:: STUDY TEXT ::
*** Begin section ***
The Great Migration Of The Roaring Twenties
As rural youth flocked to metropolitan areas to become a part of the new culture, African Americans, in particular, left agricultural jobs in the south in favor of urban areas in the north and midwest. Initially, wartime jobs brought black Southerners further north — but in the post-war climate, they also looked to escape the racism and segregation so rampant in the south.
"The Great Migration was one of the largest and most rapid mass internal movements in history," wrote author Nicholas Lemann. "The migration meant leaving what had always been their economic and social base in America, and finding a new one."
As is to be expected of the time, this migration left many uneasy. White Southerners were concerned with their labor force dwindling. Recent immigrants in the north didn't like competition for jobs. The Ku Klux Klan represented a way for more conservative perspectives to hang on to their old "values," which consequently were precisely the ones the free-spirited Roaring Twenties were trying to squash.
*** End section ***
:: SUPPLIED MATERIAL ::
*** Begin section ***
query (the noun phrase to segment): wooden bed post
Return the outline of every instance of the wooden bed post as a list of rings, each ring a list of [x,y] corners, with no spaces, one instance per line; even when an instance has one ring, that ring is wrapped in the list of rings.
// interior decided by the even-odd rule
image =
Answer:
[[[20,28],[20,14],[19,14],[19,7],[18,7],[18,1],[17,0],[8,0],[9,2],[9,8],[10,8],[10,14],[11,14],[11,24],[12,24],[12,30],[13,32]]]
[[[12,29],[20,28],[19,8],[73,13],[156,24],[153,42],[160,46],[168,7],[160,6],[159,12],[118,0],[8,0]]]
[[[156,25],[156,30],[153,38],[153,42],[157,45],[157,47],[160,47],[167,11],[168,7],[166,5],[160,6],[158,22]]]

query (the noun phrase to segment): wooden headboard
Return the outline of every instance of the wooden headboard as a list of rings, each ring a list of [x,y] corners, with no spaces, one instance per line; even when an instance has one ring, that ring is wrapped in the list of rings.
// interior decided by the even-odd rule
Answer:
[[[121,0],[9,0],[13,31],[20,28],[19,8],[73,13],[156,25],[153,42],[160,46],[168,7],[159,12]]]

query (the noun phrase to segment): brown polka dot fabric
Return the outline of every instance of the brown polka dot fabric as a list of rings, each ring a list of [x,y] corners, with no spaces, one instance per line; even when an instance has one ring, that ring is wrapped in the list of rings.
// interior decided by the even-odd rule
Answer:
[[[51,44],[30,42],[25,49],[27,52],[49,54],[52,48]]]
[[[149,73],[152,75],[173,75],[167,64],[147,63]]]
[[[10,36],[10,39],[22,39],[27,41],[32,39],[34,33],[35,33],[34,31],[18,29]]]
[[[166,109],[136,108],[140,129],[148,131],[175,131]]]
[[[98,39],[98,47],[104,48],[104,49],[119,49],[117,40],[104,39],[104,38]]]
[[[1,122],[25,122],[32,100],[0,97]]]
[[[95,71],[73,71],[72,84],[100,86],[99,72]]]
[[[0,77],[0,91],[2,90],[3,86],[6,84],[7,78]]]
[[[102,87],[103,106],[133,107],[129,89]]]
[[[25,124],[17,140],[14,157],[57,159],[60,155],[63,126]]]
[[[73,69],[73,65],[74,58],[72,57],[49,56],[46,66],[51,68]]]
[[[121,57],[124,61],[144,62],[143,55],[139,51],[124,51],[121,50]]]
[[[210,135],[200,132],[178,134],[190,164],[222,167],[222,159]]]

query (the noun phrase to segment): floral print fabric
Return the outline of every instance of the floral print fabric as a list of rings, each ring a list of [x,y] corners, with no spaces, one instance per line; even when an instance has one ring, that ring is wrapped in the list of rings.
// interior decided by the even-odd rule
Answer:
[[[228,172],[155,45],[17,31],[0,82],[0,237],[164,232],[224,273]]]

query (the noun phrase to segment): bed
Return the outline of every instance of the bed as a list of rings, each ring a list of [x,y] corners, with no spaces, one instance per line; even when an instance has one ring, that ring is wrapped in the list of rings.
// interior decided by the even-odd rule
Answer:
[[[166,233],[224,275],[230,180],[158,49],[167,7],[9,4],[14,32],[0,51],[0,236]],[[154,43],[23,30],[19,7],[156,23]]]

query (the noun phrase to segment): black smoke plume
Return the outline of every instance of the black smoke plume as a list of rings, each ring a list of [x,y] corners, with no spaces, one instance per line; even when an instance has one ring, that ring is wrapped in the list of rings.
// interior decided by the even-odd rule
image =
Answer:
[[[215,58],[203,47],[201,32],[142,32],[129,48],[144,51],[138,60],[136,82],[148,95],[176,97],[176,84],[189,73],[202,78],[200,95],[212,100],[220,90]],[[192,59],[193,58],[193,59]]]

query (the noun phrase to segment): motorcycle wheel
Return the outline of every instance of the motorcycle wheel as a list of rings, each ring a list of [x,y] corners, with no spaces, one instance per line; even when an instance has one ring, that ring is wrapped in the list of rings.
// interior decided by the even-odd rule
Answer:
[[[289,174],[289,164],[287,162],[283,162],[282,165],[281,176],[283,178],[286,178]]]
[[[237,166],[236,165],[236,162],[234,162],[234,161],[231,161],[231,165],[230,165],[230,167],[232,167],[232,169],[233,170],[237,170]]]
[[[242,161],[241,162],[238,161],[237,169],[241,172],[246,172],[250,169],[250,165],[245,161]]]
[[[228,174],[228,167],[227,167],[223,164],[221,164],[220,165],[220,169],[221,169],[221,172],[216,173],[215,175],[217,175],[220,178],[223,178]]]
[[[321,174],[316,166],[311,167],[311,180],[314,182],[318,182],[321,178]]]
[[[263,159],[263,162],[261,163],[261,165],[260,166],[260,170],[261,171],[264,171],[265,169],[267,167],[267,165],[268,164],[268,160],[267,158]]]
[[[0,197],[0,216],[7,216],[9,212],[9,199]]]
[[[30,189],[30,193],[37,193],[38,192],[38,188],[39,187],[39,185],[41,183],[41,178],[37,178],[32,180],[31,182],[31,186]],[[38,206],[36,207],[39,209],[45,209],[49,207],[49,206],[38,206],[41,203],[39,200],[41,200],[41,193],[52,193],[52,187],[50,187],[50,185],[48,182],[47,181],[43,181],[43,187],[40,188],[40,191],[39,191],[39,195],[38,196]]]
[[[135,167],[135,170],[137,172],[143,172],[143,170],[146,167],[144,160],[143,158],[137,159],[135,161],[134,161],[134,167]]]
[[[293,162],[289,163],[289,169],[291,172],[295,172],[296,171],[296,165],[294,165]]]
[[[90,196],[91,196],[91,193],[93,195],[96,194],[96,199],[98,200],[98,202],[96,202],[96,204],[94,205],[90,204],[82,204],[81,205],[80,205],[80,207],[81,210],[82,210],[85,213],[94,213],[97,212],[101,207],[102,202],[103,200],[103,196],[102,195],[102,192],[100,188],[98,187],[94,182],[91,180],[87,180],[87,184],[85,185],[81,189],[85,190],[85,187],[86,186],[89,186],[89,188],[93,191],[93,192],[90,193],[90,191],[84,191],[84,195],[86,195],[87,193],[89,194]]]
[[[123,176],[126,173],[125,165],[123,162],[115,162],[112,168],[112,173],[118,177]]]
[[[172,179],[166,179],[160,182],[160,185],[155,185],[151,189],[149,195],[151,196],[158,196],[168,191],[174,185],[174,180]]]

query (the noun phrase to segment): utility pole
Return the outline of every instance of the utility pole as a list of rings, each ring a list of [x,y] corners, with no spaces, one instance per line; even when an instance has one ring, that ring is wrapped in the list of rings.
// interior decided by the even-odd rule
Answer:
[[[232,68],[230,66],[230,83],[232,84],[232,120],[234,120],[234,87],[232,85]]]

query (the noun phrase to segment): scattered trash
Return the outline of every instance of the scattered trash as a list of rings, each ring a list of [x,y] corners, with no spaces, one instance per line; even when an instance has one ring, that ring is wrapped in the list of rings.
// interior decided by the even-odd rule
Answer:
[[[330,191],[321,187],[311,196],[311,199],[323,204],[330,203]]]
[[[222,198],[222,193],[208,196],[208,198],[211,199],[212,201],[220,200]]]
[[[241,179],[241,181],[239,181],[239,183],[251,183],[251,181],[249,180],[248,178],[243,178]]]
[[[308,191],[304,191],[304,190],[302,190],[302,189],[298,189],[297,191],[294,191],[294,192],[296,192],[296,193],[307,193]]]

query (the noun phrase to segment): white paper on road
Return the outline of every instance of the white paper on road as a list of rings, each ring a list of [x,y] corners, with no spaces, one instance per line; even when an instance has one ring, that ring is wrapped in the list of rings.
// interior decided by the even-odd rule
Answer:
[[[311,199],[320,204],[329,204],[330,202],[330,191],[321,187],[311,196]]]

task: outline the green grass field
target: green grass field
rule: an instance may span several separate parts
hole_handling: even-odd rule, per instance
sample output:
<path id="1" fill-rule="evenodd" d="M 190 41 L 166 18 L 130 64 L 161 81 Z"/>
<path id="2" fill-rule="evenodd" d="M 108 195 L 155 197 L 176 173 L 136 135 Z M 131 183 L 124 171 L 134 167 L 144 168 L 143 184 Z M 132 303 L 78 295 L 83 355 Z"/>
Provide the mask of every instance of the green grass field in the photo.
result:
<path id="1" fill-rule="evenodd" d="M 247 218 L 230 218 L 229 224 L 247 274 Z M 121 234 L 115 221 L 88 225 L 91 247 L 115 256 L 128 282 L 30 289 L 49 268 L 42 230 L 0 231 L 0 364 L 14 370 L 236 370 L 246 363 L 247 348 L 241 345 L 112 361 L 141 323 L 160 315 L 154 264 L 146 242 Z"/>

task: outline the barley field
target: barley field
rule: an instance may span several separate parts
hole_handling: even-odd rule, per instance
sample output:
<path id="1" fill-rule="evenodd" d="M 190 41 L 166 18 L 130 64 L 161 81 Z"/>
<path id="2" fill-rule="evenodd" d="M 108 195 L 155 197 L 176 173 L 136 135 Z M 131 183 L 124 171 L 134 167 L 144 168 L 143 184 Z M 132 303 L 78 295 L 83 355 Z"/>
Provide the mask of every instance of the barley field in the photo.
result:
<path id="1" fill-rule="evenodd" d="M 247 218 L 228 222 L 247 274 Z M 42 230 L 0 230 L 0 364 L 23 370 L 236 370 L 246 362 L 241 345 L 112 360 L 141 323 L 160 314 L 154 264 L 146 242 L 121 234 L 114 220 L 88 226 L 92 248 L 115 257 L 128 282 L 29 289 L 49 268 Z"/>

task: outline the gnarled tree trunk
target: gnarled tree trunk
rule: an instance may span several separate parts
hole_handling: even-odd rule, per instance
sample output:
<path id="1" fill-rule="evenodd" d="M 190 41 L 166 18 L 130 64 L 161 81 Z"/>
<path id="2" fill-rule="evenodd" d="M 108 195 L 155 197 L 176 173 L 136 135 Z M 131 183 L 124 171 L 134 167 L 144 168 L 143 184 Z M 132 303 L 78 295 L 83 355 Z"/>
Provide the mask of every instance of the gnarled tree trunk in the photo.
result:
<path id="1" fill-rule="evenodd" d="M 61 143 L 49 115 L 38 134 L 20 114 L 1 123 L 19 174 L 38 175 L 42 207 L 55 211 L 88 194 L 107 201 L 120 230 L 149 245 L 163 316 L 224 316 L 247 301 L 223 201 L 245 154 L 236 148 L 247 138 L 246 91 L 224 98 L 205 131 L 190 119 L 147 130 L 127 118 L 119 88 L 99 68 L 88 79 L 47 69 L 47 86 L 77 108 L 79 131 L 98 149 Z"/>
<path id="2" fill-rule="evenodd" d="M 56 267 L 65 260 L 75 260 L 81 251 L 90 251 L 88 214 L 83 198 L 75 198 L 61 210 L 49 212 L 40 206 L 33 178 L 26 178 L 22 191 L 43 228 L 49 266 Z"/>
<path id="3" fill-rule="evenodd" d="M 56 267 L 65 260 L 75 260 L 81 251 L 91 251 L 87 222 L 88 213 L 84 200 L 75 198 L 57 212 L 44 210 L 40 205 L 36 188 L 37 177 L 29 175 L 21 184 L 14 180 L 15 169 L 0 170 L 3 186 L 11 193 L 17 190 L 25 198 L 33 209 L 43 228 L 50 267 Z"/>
*** End section ***
:: REQUIRED ACTIONS ::
1. List the regions of the United States named by compass direction in the text on the Great Migration.
2. Extend the text on the Great Migration, starting after its final sentence.

:: RESPONSES FOR EACH TASK ::
1. the south, the north, the midwest

2.
Jazz Age musicians left the Mississippi Delta for Chicago, hoping for greater opportunities. One such musician, pianist Eddie Boyd said:
"I thought of coming to Chicago where I could get away from some of that racism and where I would have an opportunity to, well, do something with my talent. ... It wasn't peaches and cream [in Chicago], man, but it was a hell of a lot better than down there where I was born."
African-Americans struggled to adapt, but this struggle — coupled with some new freedoms — manifested into a creative boom for black culture.
The Harlem Renaissance
This creative explosion within the African-American population during the Jazz Age was known as the Harlem Renaissance. Many of the newly relocated black families from the South landed in Harlem as it had a plethora of vacant housing.
The Harlem Renaissance gave way to prominent black artists and writers like Aaron Douglas, Langston Hughes, Paul Robeson, W. E. B. Du Bois, Augusta Savage, and others. Artists like these gained national fame for their talents when the Harlem Renaissance was in full swing.
The Jazz Age In Full Swing
The music that incubated in, and then rocketed out of, 1920s Harlem was jazz. It was the soundtrack to speakeasies. The hypnotizing sounds enraptured outside white audiences and the music genre grew to define the decade. Novelist F. Scott Fitzgerald nicknamed the era "the Jazz Age".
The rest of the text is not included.